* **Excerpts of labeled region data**
□ □ □

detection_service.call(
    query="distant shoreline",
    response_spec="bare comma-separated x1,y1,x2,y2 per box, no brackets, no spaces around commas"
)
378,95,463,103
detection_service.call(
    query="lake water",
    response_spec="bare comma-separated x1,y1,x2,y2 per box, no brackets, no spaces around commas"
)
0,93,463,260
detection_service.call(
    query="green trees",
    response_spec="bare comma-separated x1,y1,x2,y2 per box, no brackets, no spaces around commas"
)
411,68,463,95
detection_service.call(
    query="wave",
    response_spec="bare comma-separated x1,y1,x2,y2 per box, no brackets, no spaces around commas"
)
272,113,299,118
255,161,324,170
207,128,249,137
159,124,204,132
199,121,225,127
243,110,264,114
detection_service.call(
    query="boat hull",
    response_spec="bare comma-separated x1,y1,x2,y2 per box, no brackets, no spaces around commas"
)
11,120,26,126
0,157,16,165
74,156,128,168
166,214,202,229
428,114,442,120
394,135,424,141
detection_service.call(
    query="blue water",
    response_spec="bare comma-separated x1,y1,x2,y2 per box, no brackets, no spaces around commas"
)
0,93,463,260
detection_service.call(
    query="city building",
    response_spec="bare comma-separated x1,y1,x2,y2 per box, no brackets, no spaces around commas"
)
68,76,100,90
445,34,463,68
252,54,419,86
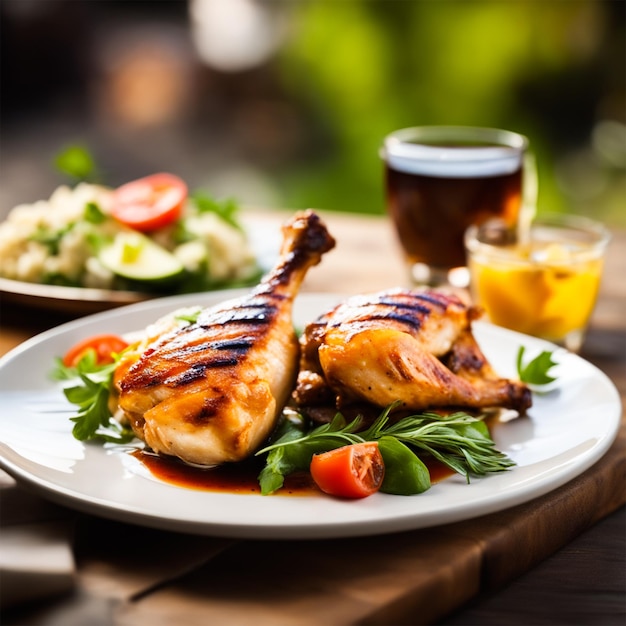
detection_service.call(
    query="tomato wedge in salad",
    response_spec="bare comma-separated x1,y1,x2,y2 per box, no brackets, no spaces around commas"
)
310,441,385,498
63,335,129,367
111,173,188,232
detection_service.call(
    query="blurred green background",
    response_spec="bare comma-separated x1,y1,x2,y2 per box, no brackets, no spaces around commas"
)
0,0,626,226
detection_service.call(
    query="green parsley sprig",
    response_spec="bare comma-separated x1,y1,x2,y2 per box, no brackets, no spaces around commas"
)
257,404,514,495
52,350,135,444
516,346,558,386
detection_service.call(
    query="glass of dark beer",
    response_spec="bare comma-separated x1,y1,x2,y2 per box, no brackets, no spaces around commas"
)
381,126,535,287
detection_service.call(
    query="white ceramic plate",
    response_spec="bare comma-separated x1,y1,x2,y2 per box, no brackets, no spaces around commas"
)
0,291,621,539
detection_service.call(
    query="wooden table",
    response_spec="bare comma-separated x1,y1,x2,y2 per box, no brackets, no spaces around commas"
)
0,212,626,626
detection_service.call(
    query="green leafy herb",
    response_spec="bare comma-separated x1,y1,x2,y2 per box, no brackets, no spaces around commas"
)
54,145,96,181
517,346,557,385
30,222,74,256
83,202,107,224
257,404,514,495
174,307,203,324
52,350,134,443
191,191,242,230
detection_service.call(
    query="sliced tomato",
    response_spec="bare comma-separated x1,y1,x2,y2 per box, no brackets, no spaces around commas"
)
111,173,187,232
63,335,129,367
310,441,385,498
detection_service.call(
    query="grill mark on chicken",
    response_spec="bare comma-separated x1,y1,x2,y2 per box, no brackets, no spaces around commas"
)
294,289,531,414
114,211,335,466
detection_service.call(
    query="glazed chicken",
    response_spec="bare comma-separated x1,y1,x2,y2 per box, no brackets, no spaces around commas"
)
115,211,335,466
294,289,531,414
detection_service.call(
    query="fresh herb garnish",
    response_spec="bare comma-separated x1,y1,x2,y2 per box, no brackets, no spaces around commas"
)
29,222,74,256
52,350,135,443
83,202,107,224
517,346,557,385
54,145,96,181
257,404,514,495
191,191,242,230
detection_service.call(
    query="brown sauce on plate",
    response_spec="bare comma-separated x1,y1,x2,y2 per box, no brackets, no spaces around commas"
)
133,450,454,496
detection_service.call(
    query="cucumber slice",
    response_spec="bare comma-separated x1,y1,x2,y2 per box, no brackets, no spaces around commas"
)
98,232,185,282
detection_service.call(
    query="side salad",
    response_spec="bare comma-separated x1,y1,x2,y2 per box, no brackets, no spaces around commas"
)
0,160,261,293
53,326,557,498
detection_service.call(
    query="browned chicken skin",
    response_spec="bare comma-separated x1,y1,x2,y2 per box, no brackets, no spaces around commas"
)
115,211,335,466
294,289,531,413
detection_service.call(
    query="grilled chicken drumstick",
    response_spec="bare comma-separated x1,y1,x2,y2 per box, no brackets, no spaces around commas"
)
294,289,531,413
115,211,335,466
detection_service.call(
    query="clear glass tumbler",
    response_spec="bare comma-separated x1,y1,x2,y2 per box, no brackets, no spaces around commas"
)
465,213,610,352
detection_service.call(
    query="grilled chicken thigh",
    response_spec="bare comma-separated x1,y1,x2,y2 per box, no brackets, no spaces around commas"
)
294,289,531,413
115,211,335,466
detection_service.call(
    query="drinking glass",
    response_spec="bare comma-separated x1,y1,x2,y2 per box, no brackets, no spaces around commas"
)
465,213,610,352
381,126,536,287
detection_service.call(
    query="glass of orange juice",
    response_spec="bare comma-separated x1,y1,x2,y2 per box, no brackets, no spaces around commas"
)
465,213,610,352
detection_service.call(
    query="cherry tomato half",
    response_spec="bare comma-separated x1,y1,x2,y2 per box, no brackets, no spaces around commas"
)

□ □ □

Render the lines above as a numbered list, omitting any blank lines. Leave the pictures out of the answer.

* **Written answer**
1. detection_service.call(
2.     query="distant shoreline",
3.     response_spec="bare comma-separated x1,y1,x2,y2 per box, no brackets, no spaces around commas"
4. )
5. 378,95,463,103
6. detection_service.call(
7.     query="lake water",
8.     response_spec="bare comma-separated x1,y1,x2,y2 per box, no brackets, no spaces around commas"
9. )
10. 0,93,463,260
11. detection_service.call(
12.     query="green trees",
13.     response_spec="bare comma-separated x1,y1,x2,y2 per box, no brackets, no spaces around commas"
14. )
15. 411,68,463,95
16. detection_service.call(
17.     query="wave",
18.     response_spec="bare comma-separated x1,y1,x2,y2 per box, no brackets, no spaces around commas"
19. )
20. 272,113,299,118
21. 255,161,324,170
22. 207,128,249,137
23. 159,124,204,132
24. 199,121,225,127
25. 243,110,264,114
26. detection_service.call(
27.     query="boat hull",
28.     response_spec="bare comma-separated x1,y1,x2,y2 per box, no brackets, no spaces around commas"
29. )
30. 11,120,26,126
31. 0,157,16,165
32. 74,156,128,168
33. 166,214,202,229
34. 428,114,442,120
35. 394,135,424,141
36. detection_service.call(
37.     query="blue water",
38.     response_spec="bare comma-separated x1,y1,x2,y2 per box, no brackets, no spaces around commas"
39. )
40. 0,93,463,260
41. detection_service.call(
42.     query="city building",
43.     response_spec="bare comma-separated x1,y1,x2,y2 per box, no brackets, no spaces around commas"
44. )
45. 68,76,100,90
46. 445,34,463,68
47. 252,54,419,86
48. detection_service.call(
49.     query="tomato wedge in salad",
50.     response_spec="bare comma-separated x1,y1,x2,y2 per box, no brackets, no spaces around commas"
51. )
52. 310,441,385,498
53. 63,335,129,367
54. 111,173,188,232
55. detection_service.call(
56.     query="blurred green background",
57.     response_spec="bare comma-separated x1,y1,x2,y2 per box, no brackets, no spaces around commas"
58. )
59. 0,0,626,226
60. detection_service.call(
61.     query="green parsley sprig",
62.     response_spec="bare comma-separated x1,y1,x2,y2 per box, no brackets, no spaces around commas"
63. )
64. 257,404,514,495
65. 52,350,135,444
66. 516,346,558,386
67. detection_service.call(
68.     query="glass of dark beer",
69.     response_spec="bare comma-separated x1,y1,x2,y2 per box, no brackets, no spaces around commas"
70. )
71. 381,126,535,287
72. detection_service.call(
73.     query="white ceramic plate",
74.     response_spec="bare comma-separated x1,y1,x2,y2 per box, no brackets, no spaces around commas"
75. )
76. 0,291,621,539
77. detection_service.call(
78.     query="wooden table",
79.     response_spec="bare comma-separated x1,y1,x2,y2 per box, no brackets, no spaces around commas"
80. )
81. 0,212,626,626
82. detection_service.call(
83.     query="green leafy herb",
84.     response_spec="bare comma-separated x1,y1,x2,y2 per box, no brackets, no spaces around commas"
85. )
86. 54,145,96,181
87. 517,346,557,385
88. 30,222,74,256
89. 83,202,107,224
90. 257,404,514,495
91. 174,307,203,324
92. 52,350,134,443
93. 191,191,242,230
94. detection_service.call(
95.     query="sliced tomato",
96.     response_spec="bare comma-separated x1,y1,x2,y2 per box, no brackets, no spaces around commas"
97. )
98. 111,173,187,232
99. 63,335,129,367
100. 310,441,385,498
101. detection_service.call(
102.     query="grill mark on chicken",
103.     response_spec="bare comma-separated x1,y1,x2,y2 per box, no brackets, no spaces around commas"
104. )
105. 294,289,531,414
106. 114,211,335,466
107. detection_service.call(
108.     query="glazed chicken",
109.     response_spec="bare comma-separated x1,y1,x2,y2 per box, no brackets, no spaces around commas"
110. )
111. 115,211,335,466
112. 294,289,531,414
113. detection_service.call(
114.     query="fresh herb garnish",
115.     response_spec="bare comma-separated x1,y1,x2,y2 per box, no brackets, no spaces around commas"
116. )
117. 29,222,74,256
118. 52,350,135,443
119. 83,202,107,224
120. 517,346,557,385
121. 54,145,96,181
122. 257,404,514,495
123. 191,191,242,230
124. detection_service.call(
125.     query="brown sauce on plate",
126.     response_spec="bare comma-separated x1,y1,x2,y2 per box, no brackets, no spaces around commas"
127. )
128. 133,450,454,496
129. detection_service.call(
130.     query="cucumber slice",
131.     response_spec="bare comma-separated x1,y1,x2,y2 per box, no brackets, no spaces around commas"
132. )
133. 98,232,185,282
134. detection_service.call(
135.     query="side salad",
136.     response_spec="bare comma-separated x1,y1,x2,y2 per box, no brackets, no spaces around commas"
137. )
138. 0,160,261,293
139. 53,326,557,498
140. detection_service.call(
141.     query="browned chicken skin",
142.     response_spec="bare comma-separated x1,y1,x2,y2 per box, no brackets, no spaces around commas"
143. )
144. 115,211,335,466
145. 294,289,531,413
146. detection_service.call(
147.     query="grilled chicken drumstick",
148.     response_spec="bare comma-separated x1,y1,x2,y2 per box, no brackets, no spaces around commas"
149. )
150. 294,289,531,413
151. 115,211,335,466
152. detection_service.call(
153.     query="clear glass tumbler",
154.     response_spec="bare comma-separated x1,y1,x2,y2 per box, no brackets, no spaces around commas"
155. )
156. 465,213,610,352
157. detection_service.call(
158.     query="grilled chicken thigh",
159.     response_spec="bare comma-separated x1,y1,x2,y2 per box, no brackets, no spaces around commas"
160. )
161. 294,289,531,413
162. 115,211,335,466
163. detection_service.call(
164.     query="drinking glass",
165.     response_spec="bare comma-separated x1,y1,x2,y2 per box, no brackets, no spaces around commas"
166. )
167. 465,213,610,352
168. 381,126,536,287
169. detection_service.call(
170.     query="glass of orange juice",
171.     response_spec="bare comma-separated x1,y1,x2,y2 per box, no brackets, no spaces around commas"
172. )
173. 465,213,610,352
174. detection_service.call(
175.     query="cherry tomato half",
176.     response_spec="bare comma-separated x1,y1,x2,y2 per box, no brackets, no spaces around commas"
177. )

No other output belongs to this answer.